* [REQUEST]: Copy the items below line for line, omitting the pictures from your answer.

* [RECORDS PROVIDED]:

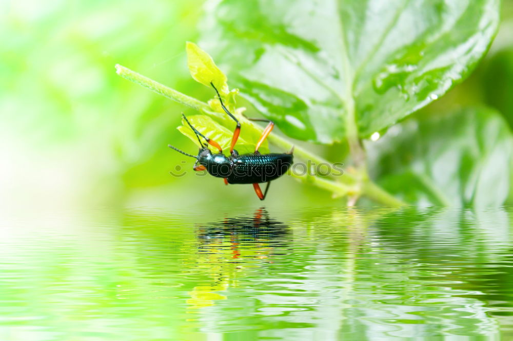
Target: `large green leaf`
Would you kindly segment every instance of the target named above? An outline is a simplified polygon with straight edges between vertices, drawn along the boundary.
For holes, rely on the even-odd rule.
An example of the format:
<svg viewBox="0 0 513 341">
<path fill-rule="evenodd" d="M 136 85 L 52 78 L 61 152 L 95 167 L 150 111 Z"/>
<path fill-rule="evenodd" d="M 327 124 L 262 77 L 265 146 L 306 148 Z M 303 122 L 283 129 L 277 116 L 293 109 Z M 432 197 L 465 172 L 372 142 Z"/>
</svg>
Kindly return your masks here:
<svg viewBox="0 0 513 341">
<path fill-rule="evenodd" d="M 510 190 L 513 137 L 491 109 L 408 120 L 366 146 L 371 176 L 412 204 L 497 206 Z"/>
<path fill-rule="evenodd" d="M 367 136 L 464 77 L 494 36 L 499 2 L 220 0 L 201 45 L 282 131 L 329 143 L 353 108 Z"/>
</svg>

* [THE COMPLETED TASK]:
Target: `large green leaf`
Would you kindly segment every instance of the target named above? An outline is a simplified polygon with straight edges between vertices, drawn along the boundary.
For holes, rely on the even-odd rule.
An example of the format:
<svg viewBox="0 0 513 341">
<path fill-rule="evenodd" d="M 136 85 L 52 78 L 61 152 L 95 167 L 150 111 Z"/>
<path fill-rule="evenodd" d="M 327 124 L 262 77 L 265 146 L 306 148 Z M 303 122 L 283 129 L 277 116 L 293 109 Z M 432 197 L 465 172 L 372 142 Z"/>
</svg>
Kindly return your masks here:
<svg viewBox="0 0 513 341">
<path fill-rule="evenodd" d="M 510 190 L 513 137 L 491 109 L 408 120 L 366 146 L 371 176 L 412 204 L 497 206 Z"/>
<path fill-rule="evenodd" d="M 367 136 L 464 77 L 494 36 L 499 2 L 220 0 L 201 45 L 282 131 L 329 143 L 353 108 Z"/>
</svg>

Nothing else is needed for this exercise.